Text provided –
[Start of section]

The article I would like to review today is one of my favorites.  It is also one that is hard to take in all the information.  I have to review this study a lot.  This is one podcast I will listen to myself a lot to keep refreshed on.  I want to start this podcast a little backwards today.  I want to start with a real-world example of this week.

 

This is worker’s compensation patient I performed an IME on.  This is a 50-year-old lady that had a fall at work and injured her hip, shoulder and knee.  She had treatment for years including a hip labral surgery, shoulder tendon surgery and lots of pain management.  The doctors all were confused by her intense ongoing pain.  At one point one of her doctors ordered a brain MRI to assess for multiple sclerosis due to pain that was way beyond what was expected.  All of her doctors truly believed she was in pain, but were unable to help her with her pain and were unable to explain why she was having so much pain. 

 

My IME was simple to show objective evidence from MRI and surgical reports of injuries.  These injuries clearly came from her work place injury since she had no prior symptoms and degenerative findings on the imaging.  The impairment rating was easy to do.  The hard part was she didn’t just want an impairment rating, but wanted to know what to do.  She was way worse off than I would expect for the injuries she had.  The injuries I could show just did not seem to be explaining all of her symptoms.  She was worse off than anyone expected. 

 

What is the best approach for this type of patient?  She seemed genuine and honest about her injuries.  She did not seem to be malingering, but that is often what patients like this get accused of.  This case reminded me of one of my all-time favorite research articles.  I want to go over this research article and then come back to the real-world example. 

 

Today’s article is Evidence, mechanisms, and Clinical implications of Central Hypersensitivity in Chronic pain After Whiplash Injury.  This was published in The Clinical Journal in 2004 by Michele Curatolo et al. 

 

This study is a review of the evidence on central hypersensitivity in chronic pain after whiplash injuries.  What is central hypersensitivity?  They defined this as enhanced perception of painful stimuli at healthy areas that surround damaged tissues.  This enhanced perception of pain comes from quote “profound changes in the central nervous system” end quote.  These changes are responsible for enhanced neuronal excitability.  So central hypersensitivity is changes in the central nervous system (which is brain and spine). These changes increase the excitability of the central nervous system leading to enhanced pain perception.  These changes have been shown to come from damaged tissue including quote “minimally damaged tissues” end quote. 

 

Today’s study will cover 1. the mechanism of central hypersensitivity, 2. review the evidence showing that central hypersensitivity occurs after injuries, 3. discuss clinical relevance and 4. cover possible treatments. 

 

I’ll start with the hardest part of the study and that is the mechanism of central hypersensitivity.

[End of section]

How to complete this task –
Write the next part of the podcast review of the central hypersensitivity article, starting after its final sentence.

Data listing –
[Start of section]

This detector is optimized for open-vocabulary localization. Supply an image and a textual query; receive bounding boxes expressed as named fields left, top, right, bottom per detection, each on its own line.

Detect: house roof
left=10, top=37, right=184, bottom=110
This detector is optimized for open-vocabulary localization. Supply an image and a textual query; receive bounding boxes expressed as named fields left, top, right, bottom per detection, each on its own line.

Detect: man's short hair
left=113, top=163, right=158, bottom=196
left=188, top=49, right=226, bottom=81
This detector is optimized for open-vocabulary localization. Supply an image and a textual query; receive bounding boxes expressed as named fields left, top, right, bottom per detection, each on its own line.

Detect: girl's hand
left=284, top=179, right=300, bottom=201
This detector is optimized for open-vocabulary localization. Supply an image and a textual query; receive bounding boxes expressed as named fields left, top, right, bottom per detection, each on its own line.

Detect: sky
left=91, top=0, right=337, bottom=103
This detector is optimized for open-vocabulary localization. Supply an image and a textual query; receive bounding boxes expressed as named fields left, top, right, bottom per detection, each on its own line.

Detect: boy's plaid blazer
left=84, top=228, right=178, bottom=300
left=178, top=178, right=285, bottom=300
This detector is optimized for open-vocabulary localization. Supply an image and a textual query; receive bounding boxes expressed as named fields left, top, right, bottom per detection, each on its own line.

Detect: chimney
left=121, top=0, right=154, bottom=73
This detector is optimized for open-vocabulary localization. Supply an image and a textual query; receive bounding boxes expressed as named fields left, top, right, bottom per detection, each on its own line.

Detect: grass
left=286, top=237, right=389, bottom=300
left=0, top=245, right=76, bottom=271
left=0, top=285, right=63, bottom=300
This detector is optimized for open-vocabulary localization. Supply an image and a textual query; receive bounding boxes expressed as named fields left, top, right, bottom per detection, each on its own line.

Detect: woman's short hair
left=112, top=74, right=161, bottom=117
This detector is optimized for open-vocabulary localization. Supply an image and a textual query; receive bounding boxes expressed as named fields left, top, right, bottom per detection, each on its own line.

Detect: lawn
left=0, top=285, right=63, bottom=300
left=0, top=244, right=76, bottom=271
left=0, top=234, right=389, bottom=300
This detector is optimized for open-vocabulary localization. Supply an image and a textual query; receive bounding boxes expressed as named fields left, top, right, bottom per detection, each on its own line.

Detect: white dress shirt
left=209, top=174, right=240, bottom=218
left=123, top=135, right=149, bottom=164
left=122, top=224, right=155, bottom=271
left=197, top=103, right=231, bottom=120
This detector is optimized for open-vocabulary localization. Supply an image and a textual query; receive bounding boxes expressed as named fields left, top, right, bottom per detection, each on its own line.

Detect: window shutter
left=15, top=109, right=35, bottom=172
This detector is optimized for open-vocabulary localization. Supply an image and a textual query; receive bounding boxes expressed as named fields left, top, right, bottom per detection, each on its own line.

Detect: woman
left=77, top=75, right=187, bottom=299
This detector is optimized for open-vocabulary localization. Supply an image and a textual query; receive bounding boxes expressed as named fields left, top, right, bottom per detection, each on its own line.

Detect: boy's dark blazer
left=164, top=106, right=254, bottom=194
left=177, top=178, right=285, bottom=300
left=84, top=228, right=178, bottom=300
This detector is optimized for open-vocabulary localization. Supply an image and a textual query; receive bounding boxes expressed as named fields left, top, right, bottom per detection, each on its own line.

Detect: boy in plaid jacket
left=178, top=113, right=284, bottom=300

[End of section]

Written answer –
The first mechanism is peripheral sensitization.  This is when we have an injury to tissue that is not the central nervous system.  This could be any tissue damage.  The body’s first response to tissue damage is inflammation.  Inflammation will quote “release potassium ions, substance P, bradykinin (brady keenen), prostaglandins and other substances” end quote.  This study referred to inflammation as a release of sensitizing soup.  These sensitizing substances often induce peripheral receptors including normally inactive nociceptors which leads to pain.    This sensitizing soup will increase gene expression in the dorsal root ganglion resulting in an increased production of peripheral receptors which will increase the sensitivity of the nociceptor.  This is a change in central nervous system function.  Pain signals alter the central nervous system’s gene expression.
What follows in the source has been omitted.